* begin EXTRACTED DATA *

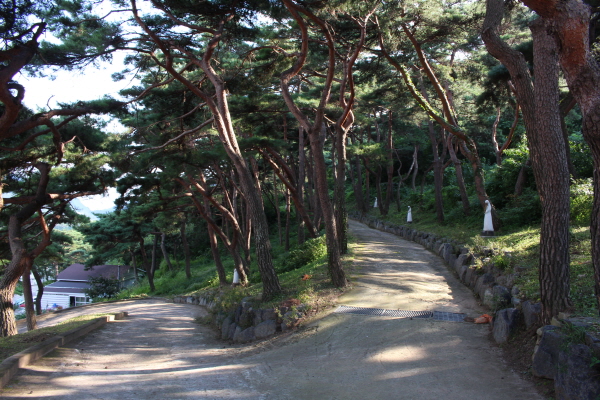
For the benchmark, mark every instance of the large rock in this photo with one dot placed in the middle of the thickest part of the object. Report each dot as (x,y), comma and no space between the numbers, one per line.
(225,328)
(545,355)
(531,313)
(484,282)
(246,318)
(264,329)
(462,273)
(233,328)
(500,297)
(575,379)
(470,276)
(244,336)
(463,259)
(505,323)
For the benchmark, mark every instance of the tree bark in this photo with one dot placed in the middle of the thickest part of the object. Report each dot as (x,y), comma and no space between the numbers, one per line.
(40,293)
(21,258)
(186,249)
(163,248)
(541,116)
(300,183)
(219,107)
(570,21)
(147,265)
(460,180)
(28,295)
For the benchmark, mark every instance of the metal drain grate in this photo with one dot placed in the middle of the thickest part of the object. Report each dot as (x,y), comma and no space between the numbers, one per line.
(437,315)
(445,316)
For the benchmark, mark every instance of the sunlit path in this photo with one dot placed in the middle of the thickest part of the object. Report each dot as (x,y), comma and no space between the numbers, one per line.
(159,352)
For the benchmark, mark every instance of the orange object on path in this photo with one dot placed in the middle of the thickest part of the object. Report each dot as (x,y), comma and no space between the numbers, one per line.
(484,319)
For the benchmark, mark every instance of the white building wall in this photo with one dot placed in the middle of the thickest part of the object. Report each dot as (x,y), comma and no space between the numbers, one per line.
(49,299)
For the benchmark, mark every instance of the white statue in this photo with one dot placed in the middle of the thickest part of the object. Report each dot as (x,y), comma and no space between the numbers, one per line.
(488,225)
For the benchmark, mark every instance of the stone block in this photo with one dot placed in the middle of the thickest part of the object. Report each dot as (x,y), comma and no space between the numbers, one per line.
(501,297)
(483,282)
(531,313)
(505,324)
(463,259)
(470,276)
(545,355)
(246,318)
(575,378)
(463,273)
(265,329)
(244,336)
(233,328)
(257,317)
(269,314)
(516,302)
(225,328)
(488,299)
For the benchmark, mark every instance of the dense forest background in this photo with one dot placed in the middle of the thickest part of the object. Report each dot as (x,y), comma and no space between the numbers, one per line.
(258,122)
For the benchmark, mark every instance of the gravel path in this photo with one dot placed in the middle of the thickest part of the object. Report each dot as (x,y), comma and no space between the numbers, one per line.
(159,352)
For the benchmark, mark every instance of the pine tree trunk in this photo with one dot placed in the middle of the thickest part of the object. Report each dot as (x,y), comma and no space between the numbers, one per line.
(288,211)
(163,248)
(300,183)
(340,211)
(460,180)
(522,177)
(570,25)
(147,265)
(40,293)
(390,165)
(541,115)
(186,250)
(28,295)
(438,174)
(334,263)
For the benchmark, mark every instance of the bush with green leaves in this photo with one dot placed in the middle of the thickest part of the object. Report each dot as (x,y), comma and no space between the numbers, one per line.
(582,197)
(304,254)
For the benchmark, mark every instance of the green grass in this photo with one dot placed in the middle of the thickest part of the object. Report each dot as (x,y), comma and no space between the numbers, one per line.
(14,344)
(523,244)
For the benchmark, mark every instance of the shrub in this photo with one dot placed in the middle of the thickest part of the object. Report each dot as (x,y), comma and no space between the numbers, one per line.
(304,254)
(582,197)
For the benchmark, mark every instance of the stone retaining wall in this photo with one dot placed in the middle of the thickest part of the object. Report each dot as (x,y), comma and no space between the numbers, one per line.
(574,367)
(248,323)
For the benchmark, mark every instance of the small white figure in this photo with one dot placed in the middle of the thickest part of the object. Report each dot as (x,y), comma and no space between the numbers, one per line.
(236,278)
(488,225)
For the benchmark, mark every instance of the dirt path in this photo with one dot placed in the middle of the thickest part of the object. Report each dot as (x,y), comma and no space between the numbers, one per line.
(160,353)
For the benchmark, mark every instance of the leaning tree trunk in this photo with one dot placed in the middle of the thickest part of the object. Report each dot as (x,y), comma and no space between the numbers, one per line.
(21,260)
(438,174)
(186,249)
(541,116)
(336,272)
(28,295)
(460,180)
(570,26)
(340,211)
(163,248)
(300,183)
(548,157)
(40,293)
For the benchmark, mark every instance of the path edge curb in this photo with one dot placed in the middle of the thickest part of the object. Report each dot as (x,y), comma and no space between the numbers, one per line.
(10,366)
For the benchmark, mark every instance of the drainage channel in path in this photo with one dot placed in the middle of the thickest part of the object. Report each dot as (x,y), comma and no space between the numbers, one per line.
(436,315)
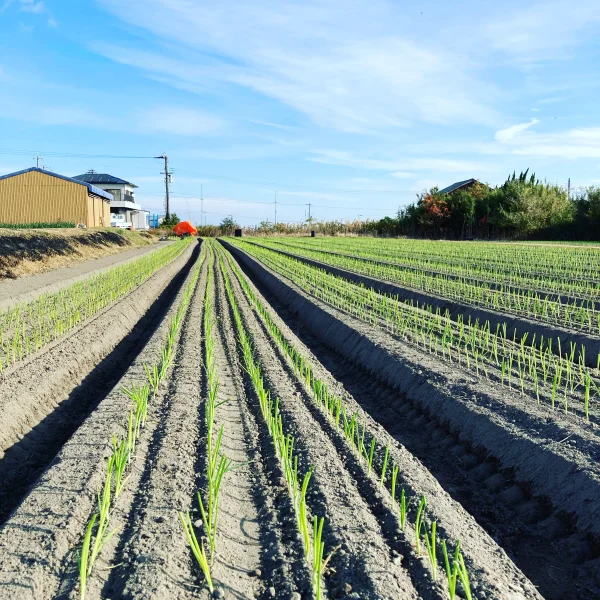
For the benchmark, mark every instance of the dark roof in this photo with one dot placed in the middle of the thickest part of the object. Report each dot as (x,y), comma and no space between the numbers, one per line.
(102,178)
(92,189)
(457,185)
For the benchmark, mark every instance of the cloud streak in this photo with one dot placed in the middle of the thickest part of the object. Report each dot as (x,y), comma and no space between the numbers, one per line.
(346,70)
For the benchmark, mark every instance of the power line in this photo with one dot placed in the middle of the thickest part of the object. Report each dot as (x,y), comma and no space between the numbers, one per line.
(7,151)
(287,186)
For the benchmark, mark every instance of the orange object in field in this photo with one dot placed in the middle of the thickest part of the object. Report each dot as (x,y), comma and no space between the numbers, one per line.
(183,228)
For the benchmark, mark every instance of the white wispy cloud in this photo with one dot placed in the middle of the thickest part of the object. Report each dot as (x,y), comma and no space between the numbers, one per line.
(578,143)
(32,7)
(505,135)
(543,31)
(396,165)
(349,70)
(178,121)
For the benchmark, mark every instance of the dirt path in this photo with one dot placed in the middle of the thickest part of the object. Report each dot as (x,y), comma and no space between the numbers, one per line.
(46,397)
(39,542)
(30,287)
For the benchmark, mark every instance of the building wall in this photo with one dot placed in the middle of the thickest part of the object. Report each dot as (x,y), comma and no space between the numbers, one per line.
(38,197)
(98,212)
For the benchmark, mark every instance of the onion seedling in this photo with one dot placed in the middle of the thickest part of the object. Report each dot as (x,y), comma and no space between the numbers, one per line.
(419,523)
(431,543)
(198,549)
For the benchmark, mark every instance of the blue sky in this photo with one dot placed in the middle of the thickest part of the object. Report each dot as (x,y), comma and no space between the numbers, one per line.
(351,106)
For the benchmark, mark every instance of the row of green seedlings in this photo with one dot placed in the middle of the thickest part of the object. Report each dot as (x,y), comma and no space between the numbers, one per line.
(547,371)
(575,313)
(476,272)
(217,464)
(28,327)
(314,547)
(123,451)
(557,268)
(39,225)
(355,437)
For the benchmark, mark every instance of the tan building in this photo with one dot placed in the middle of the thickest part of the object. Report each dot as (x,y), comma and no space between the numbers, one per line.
(38,196)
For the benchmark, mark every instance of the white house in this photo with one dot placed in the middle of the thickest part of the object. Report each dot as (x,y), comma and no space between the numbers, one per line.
(124,211)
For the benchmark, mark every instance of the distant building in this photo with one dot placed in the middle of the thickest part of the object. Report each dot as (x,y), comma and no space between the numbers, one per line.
(459,185)
(38,196)
(125,212)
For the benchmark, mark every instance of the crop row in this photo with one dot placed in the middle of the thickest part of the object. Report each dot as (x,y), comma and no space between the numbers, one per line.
(374,455)
(496,276)
(217,464)
(28,327)
(541,369)
(579,314)
(553,263)
(97,531)
(284,445)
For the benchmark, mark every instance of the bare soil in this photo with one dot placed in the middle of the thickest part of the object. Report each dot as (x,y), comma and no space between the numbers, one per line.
(517,486)
(515,324)
(529,477)
(28,287)
(30,251)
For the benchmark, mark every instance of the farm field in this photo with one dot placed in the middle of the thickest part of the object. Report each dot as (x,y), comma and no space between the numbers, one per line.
(306,418)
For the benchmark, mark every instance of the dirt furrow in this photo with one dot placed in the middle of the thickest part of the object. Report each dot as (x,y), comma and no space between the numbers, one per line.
(514,323)
(33,388)
(506,476)
(258,489)
(149,557)
(364,565)
(38,543)
(494,575)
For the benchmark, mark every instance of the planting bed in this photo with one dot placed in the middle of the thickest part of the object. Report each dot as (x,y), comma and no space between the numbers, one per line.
(247,432)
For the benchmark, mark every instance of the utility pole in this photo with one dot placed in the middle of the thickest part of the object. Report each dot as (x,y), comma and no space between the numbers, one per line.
(167,175)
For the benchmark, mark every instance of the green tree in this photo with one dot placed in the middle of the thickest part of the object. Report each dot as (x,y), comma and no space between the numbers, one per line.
(227,225)
(171,221)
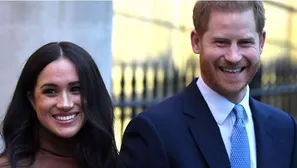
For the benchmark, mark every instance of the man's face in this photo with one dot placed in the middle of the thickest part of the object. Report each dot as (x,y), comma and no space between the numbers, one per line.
(229,52)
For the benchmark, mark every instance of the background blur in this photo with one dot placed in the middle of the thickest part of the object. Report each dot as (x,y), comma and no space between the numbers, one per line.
(142,48)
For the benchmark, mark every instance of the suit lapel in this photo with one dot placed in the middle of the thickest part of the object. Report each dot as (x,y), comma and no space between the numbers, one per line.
(264,140)
(204,128)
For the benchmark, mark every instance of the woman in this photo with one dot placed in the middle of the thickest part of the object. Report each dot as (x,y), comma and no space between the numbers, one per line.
(61,114)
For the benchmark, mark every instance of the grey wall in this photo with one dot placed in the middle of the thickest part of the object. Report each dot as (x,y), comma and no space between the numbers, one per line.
(25,26)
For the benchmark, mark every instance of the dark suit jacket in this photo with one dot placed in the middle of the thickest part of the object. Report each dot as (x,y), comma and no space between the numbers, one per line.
(180,132)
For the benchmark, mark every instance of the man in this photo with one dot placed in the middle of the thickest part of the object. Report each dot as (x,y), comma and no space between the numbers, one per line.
(214,122)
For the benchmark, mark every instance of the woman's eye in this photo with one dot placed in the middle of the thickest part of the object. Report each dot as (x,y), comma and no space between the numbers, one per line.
(75,89)
(50,92)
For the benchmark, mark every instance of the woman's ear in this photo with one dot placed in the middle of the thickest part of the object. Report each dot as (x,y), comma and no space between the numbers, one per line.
(31,99)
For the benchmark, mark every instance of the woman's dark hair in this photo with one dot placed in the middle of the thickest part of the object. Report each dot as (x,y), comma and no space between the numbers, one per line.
(96,145)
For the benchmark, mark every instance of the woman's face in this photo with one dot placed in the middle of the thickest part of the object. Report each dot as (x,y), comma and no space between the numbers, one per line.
(57,100)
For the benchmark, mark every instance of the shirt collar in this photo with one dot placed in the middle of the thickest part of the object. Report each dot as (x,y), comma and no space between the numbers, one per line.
(219,106)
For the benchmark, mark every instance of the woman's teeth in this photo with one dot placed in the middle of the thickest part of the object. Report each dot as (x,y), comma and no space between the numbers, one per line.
(65,118)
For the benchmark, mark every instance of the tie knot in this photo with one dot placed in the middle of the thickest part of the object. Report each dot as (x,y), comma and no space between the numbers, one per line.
(239,111)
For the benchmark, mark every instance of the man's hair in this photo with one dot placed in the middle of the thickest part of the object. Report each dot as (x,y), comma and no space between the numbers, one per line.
(202,11)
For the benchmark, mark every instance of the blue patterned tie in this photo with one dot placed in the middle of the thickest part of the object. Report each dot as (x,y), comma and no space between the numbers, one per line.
(240,150)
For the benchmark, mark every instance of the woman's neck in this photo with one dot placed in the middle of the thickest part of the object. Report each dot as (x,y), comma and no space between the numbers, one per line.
(56,145)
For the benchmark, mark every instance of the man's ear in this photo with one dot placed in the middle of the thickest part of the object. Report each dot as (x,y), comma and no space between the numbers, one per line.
(31,99)
(195,41)
(262,40)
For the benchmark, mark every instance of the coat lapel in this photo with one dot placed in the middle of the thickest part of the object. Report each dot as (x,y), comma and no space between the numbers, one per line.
(204,128)
(264,139)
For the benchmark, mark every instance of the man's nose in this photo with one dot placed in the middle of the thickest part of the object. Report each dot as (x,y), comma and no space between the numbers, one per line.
(233,55)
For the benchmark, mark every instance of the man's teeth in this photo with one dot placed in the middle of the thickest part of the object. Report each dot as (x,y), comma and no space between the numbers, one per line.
(64,118)
(231,70)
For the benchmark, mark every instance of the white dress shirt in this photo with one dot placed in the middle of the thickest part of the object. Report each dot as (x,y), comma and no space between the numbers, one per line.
(221,109)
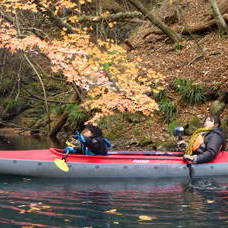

* end EXTRACTED DATA *

*TASK OBJECTIVE*
Show every line above that contains the string "lapel", treating uppercase and lowercase letters as different.

*OUTPUT FOR THIS TASK*
For the benchmark, mark every instance of the suit lapel in this photo with one dot placed in the middle of the thickest part of the object. Report each dot as (x,y), comma and no space between the numbers, one per line.
For the benchmark, mark every instance of the coat lapel in this photo with one dot placed in the middle of the thickest part of the object. Report each dot as (x,y), comma and no space between the numbers, one per line.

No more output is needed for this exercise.